■ Written task 1 ■
In the records, turn the lines from the one containing "shoulder**, I would be grateful." through the one containing "[[[972,599],[0,606],[0,751],[991,752],[1004,655]]]" into a JSON list of strings, one string per line. Leave out blank lines and include both end lines.
■ Written task 2 ■
Go on with the report on the United Nations secretary general's remarks about social media at the World Economic Forum, starting after its last sentence.

■ Text segment ■

Daily Caller News Foundation

The secretary general of the United Nations, António Gutteres, called for social media companies to face “accountability,” including “legal action,” for promoting “false information” in remarks made Wednesday at the World Economic Forum’s (WEF) annual meeting in Switzerland.

After Gutteres had concluded remarks criticizing political and economic systems that focused primarily on short-term results as opposed to long-term problem solving, WEF Geneva President Børge Brende argued that social media “is maybe not helping when it comes to incentivizing long-term thinking.” Gutteres responded that while social media had led to “fantastic contributions” to the “most noble causes of humankind,” its business model was deeply flawed.

“As we know from traditional media, what is news is not when a dog bites a man. What is news is when a man bites a dog,” said Gutteres. “The algorithms and the business model of social media are constructed in such a way that they tend to expand the …  informations, the positions, the ideas that are more extreme, that are more controversial, that create more trouble. And so, I think … and it’s not a question of censorship I think that will solve the problem … the question is the business model needs to be redesigned, the algorithms need to be redesigned, in order not to be based on evil to make profit.”

Brende responded that this was a “good point” and that “when we grew up and read the paper” editors took pride in ensuring accuracy. He went on to argue that “now there’s no editing” and that the responsibility was now on individual readers to assess the veracity of reporting.

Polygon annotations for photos

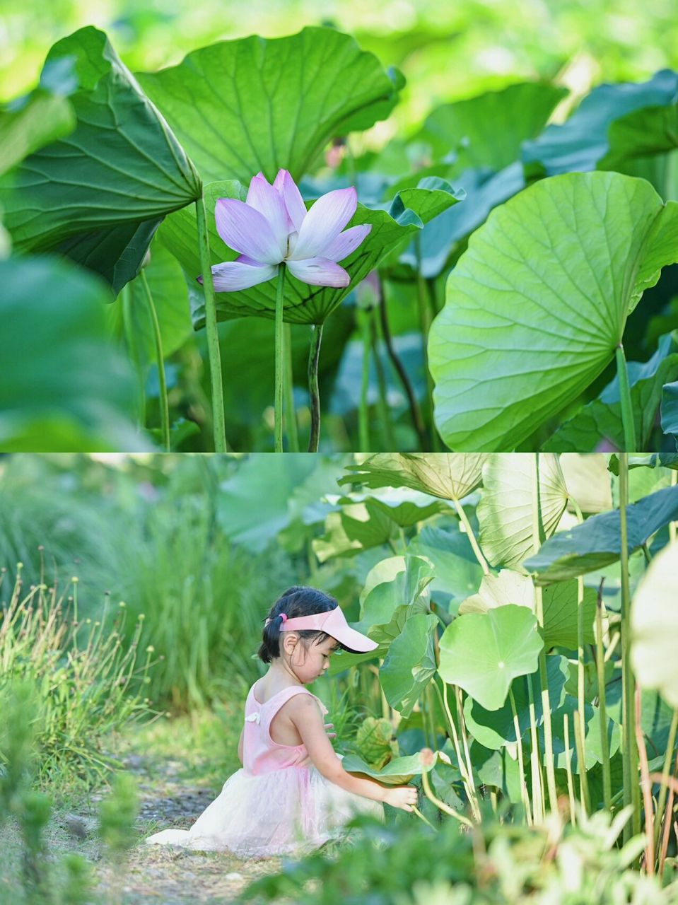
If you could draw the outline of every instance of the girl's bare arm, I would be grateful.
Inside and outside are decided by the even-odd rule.
[[[290,719],[301,737],[309,757],[319,773],[347,792],[361,795],[373,801],[385,800],[388,790],[383,786],[373,779],[355,776],[344,769],[325,731],[318,704],[312,698],[299,694],[287,706]]]

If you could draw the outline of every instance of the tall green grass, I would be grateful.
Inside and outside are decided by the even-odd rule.
[[[175,709],[240,693],[261,674],[253,660],[263,619],[296,580],[290,557],[235,547],[202,495],[160,501],[132,525],[111,526],[106,580],[143,615],[142,643],[164,659],[149,695]]]
[[[61,594],[56,584],[44,581],[25,589],[19,563],[10,581],[4,568],[0,711],[17,681],[30,683],[38,708],[35,782],[91,787],[116,765],[104,749],[106,737],[152,716],[144,691],[152,652],[138,656],[142,621],[135,623],[128,642],[127,614],[120,607],[111,613],[109,595],[99,619],[80,618],[76,577]],[[0,764],[7,760],[0,748]]]

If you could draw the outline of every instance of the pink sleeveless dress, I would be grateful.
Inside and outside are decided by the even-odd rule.
[[[163,830],[146,842],[228,851],[241,858],[301,855],[344,835],[345,824],[356,813],[383,821],[380,802],[342,789],[310,764],[300,766],[307,757],[304,745],[279,745],[271,738],[273,717],[295,694],[310,694],[322,713],[328,712],[301,685],[282,689],[263,704],[253,686],[245,702],[243,767],[229,776],[190,830]]]

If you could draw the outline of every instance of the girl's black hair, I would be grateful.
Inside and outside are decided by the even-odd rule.
[[[263,626],[262,634],[262,645],[257,653],[264,663],[270,663],[274,657],[280,656],[280,627],[282,624],[282,619],[276,619],[281,613],[284,613],[289,619],[295,619],[297,616],[310,616],[316,613],[327,613],[339,606],[336,599],[324,591],[319,591],[315,587],[306,587],[303,585],[294,585],[288,587],[286,591],[278,597],[273,605],[269,610],[267,619],[272,620],[268,625]],[[295,629],[301,638],[306,643],[314,642],[321,644],[329,635],[326,632],[319,632],[318,629]],[[349,651],[351,653],[357,653],[350,648],[339,644],[342,651]]]

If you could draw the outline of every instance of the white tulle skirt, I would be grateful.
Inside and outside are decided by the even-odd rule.
[[[314,767],[262,776],[240,769],[190,830],[163,830],[146,843],[227,851],[241,858],[301,855],[345,835],[344,826],[356,814],[383,821],[384,805],[347,792]]]

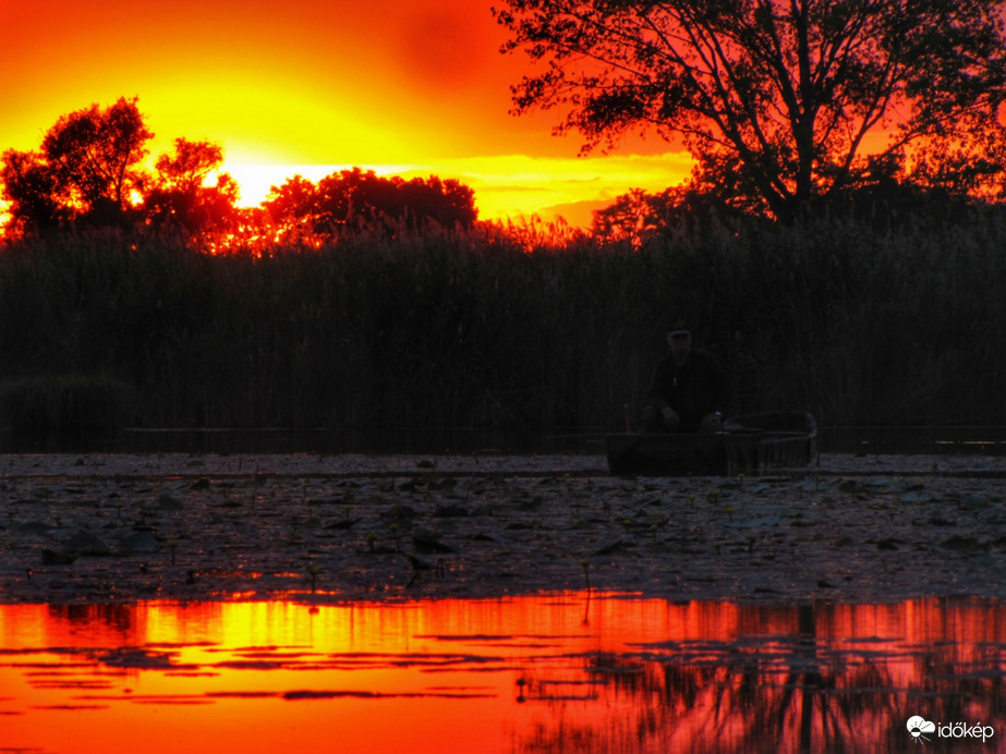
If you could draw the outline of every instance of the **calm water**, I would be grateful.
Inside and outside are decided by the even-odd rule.
[[[613,428],[608,431],[620,431]],[[0,430],[0,452],[122,453],[593,453],[605,430],[413,429],[126,429],[109,437],[14,437]],[[1006,427],[821,427],[825,453],[1006,455]]]
[[[0,751],[992,752],[1004,674],[974,600],[2,606]]]

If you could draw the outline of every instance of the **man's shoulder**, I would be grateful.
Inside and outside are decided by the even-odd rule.
[[[708,369],[722,369],[723,367],[719,364],[719,360],[708,351],[694,350],[691,353],[690,358],[692,363],[696,366],[708,368]]]

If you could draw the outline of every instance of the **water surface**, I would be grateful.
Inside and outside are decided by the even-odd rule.
[[[972,599],[0,606],[0,751],[991,752],[1004,655]]]

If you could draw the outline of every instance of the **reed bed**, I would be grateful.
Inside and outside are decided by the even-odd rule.
[[[0,248],[0,382],[111,375],[148,427],[615,428],[680,315],[738,410],[1002,424],[1004,283],[999,217],[714,226],[638,250],[541,223],[227,255],[58,236]]]

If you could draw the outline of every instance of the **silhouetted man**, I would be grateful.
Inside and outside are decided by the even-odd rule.
[[[668,333],[670,353],[657,362],[643,409],[646,431],[717,431],[730,402],[730,380],[719,362],[692,348],[692,333]]]

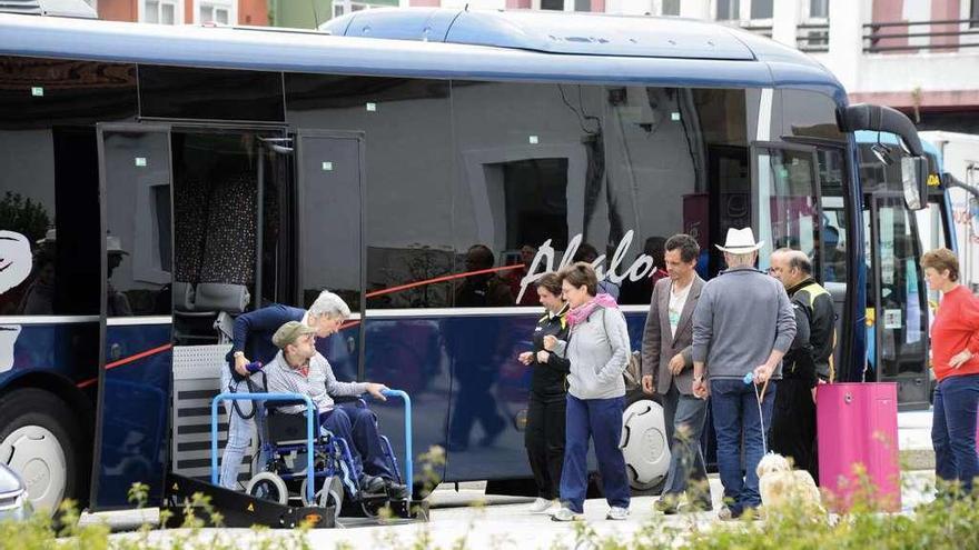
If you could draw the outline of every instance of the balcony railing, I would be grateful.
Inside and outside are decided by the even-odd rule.
[[[808,53],[830,51],[829,23],[807,23],[795,28],[795,48]]]
[[[958,50],[979,47],[979,40],[962,42],[962,37],[979,37],[979,19],[946,19],[937,21],[873,22],[863,26],[863,51]],[[938,27],[941,30],[932,30]],[[921,30],[921,29],[924,30]],[[927,32],[926,32],[927,31]],[[927,38],[924,43],[912,39]],[[938,40],[934,40],[938,39]]]
[[[771,24],[741,24],[741,28],[749,31],[749,32],[754,32],[755,34],[761,34],[762,37],[772,38],[772,26]]]

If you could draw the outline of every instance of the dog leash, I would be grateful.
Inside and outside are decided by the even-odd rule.
[[[765,441],[764,416],[761,413],[761,402],[764,400],[764,392],[769,388],[769,380],[771,380],[771,378],[765,378],[765,381],[761,387],[761,391],[759,392],[758,384],[754,383],[754,372],[749,372],[748,374],[744,374],[744,383],[754,387],[754,399],[758,402],[758,422],[761,426],[762,456],[769,453],[768,442]]]

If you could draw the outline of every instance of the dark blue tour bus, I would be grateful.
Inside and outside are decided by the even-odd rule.
[[[863,129],[900,136],[896,187],[861,189]],[[704,277],[732,227],[765,241],[762,268],[772,247],[810,254],[838,306],[840,380],[924,372],[879,367],[927,352],[920,318],[878,334],[891,348],[874,363],[866,346],[867,308],[909,307],[874,302],[868,281],[923,289],[917,267],[894,271],[917,266],[896,226],[926,194],[913,126],[728,27],[0,14],[0,460],[37,506],[125,508],[132,482],[158,502],[167,472],[206,479],[228,320],[324,288],[355,316],[320,350],[340,379],[412,396],[415,449],[447,449],[442,480],[527,479],[516,357],[541,313],[535,277],[601,266],[637,348],[678,232],[700,241]],[[889,261],[870,263],[871,237]],[[927,403],[927,377],[900,380],[903,401]],[[400,456],[399,403],[374,407]]]

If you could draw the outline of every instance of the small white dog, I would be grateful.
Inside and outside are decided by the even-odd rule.
[[[768,513],[788,507],[802,507],[808,513],[825,517],[819,488],[805,470],[793,470],[789,460],[770,452],[758,463],[758,491]]]

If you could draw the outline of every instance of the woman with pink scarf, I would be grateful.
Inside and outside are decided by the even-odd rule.
[[[587,490],[589,440],[592,440],[605,500],[611,507],[606,518],[624,520],[629,517],[630,491],[619,440],[625,404],[622,371],[629,363],[630,351],[625,317],[614,298],[596,294],[599,279],[590,264],[577,262],[558,274],[564,299],[571,306],[567,313],[571,333],[567,341],[545,337],[544,348],[566,357],[571,373],[561,472],[562,506],[551,519],[582,518]]]

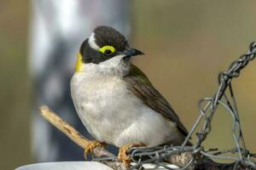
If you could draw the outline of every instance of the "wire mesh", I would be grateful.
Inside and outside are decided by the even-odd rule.
[[[256,163],[252,160],[255,157],[255,154],[251,154],[246,148],[242,131],[240,124],[240,117],[238,108],[231,85],[233,78],[240,76],[241,71],[247,65],[247,64],[255,59],[256,56],[256,42],[253,42],[249,45],[248,51],[235,60],[226,71],[222,71],[218,75],[218,88],[217,92],[212,98],[205,98],[199,101],[198,108],[200,116],[189,131],[186,139],[180,146],[164,145],[154,147],[134,147],[128,150],[128,156],[135,163],[131,169],[141,169],[142,166],[146,163],[154,163],[162,166],[166,169],[172,169],[166,166],[163,162],[166,158],[173,155],[179,155],[189,152],[192,158],[183,167],[186,169],[196,161],[197,156],[200,154],[211,159],[223,159],[233,161],[233,169],[236,169],[239,166],[244,166],[246,168],[256,169]],[[235,141],[234,148],[228,150],[205,150],[203,142],[207,135],[211,133],[212,120],[216,113],[218,106],[223,106],[232,117],[232,136]],[[195,133],[195,129],[199,124],[203,122],[203,127],[200,132]],[[196,142],[192,146],[187,144],[193,133],[195,133]],[[226,154],[231,156],[226,156]],[[116,160],[115,157],[105,158],[106,160]],[[100,161],[100,160],[96,160]]]

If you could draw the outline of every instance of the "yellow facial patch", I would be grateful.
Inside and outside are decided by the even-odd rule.
[[[102,54],[111,54],[115,52],[115,48],[113,46],[106,45],[99,48],[99,51]]]
[[[83,70],[83,61],[82,61],[82,55],[79,53],[78,54],[78,58],[77,58],[77,62],[76,62],[76,67],[75,67],[75,71],[76,72],[80,72]]]

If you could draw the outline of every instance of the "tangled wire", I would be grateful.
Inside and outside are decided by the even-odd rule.
[[[231,81],[233,78],[240,76],[240,71],[256,57],[256,42],[253,42],[247,54],[242,54],[237,60],[235,60],[226,71],[220,72],[218,75],[218,88],[212,98],[205,98],[199,101],[198,107],[200,116],[192,127],[186,139],[180,146],[164,145],[154,147],[134,147],[128,150],[128,155],[135,163],[131,169],[140,169],[143,164],[154,163],[158,166],[172,169],[163,163],[166,158],[173,155],[179,155],[189,152],[192,159],[187,165],[179,169],[186,169],[196,161],[198,155],[208,158],[231,160],[234,162],[233,169],[239,166],[244,166],[246,168],[256,169],[256,163],[251,159],[256,157],[255,154],[251,154],[246,148],[244,138],[240,125],[240,118],[236,102],[236,98],[232,89]],[[218,106],[223,106],[232,116],[232,135],[235,141],[235,146],[232,149],[218,150],[212,149],[205,150],[202,143],[210,133],[212,128],[212,120]],[[195,133],[200,122],[203,122],[203,128],[200,132],[195,133],[196,142],[192,146],[188,146],[191,135]],[[230,153],[230,156],[225,154]],[[109,158],[109,160],[113,158]],[[104,159],[105,161],[108,158]]]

■ Task answer 1 ■
[
  "If you could draw the outline of every instance of the **man's shoulder**, I would be grateful.",
  "Inside and outside are decided by the even-odd rule.",
  "[[[708,369],[722,369],[723,367],[719,364],[719,360],[708,351],[694,350],[691,353],[690,358],[692,363],[696,366],[708,368]]]",
  "If you could draw the outline of every instance of the **water surface**, I would be grateful.",
  "Inside and outside are decided by the even-odd rule.",
  "[[[972,599],[0,606],[0,751],[991,752],[1004,655]]]"
]

■ Task answer 2 ■
Gutteres argued that the responsibility ought to be on social media platforms, noting that if “someone is attacked” inappropriately by traditional media outlets, “there is a possibility to go to the court.” He pushed back on claims by social media platforms that they ought not be held accountable for users’ posts, arguing that controversial content was “amplified” by companies’ algorithms.

“But the truth is that the algorithms are made in such a way that they amplify, in a preferential way, a certain number of things,” Gutteres continued. “And when the algorithm amplifies, then there is, in my opinion, a responsibility, and there should be accountability, including through the legal system, in relation to those situations. At least when false information or other kinds of things are benefited … by the way the algorithm amplifies them. That creates, in my opinion, a responsibility of the platform.”

Social media companies in the United States, such as  Twitter and Google, have long argued that liability protection from users’ posts is essential to their service, amid mounting bipartisan opposition to those protections. As recently as Jan. 12, Google argued in an amicus brief that removing these protections would “undercut a central building block of the internet,” urging the U.S. Supreme Court to uphold the liability protections enshrined in Section 230 of the Communications Decency Act, according to Axios.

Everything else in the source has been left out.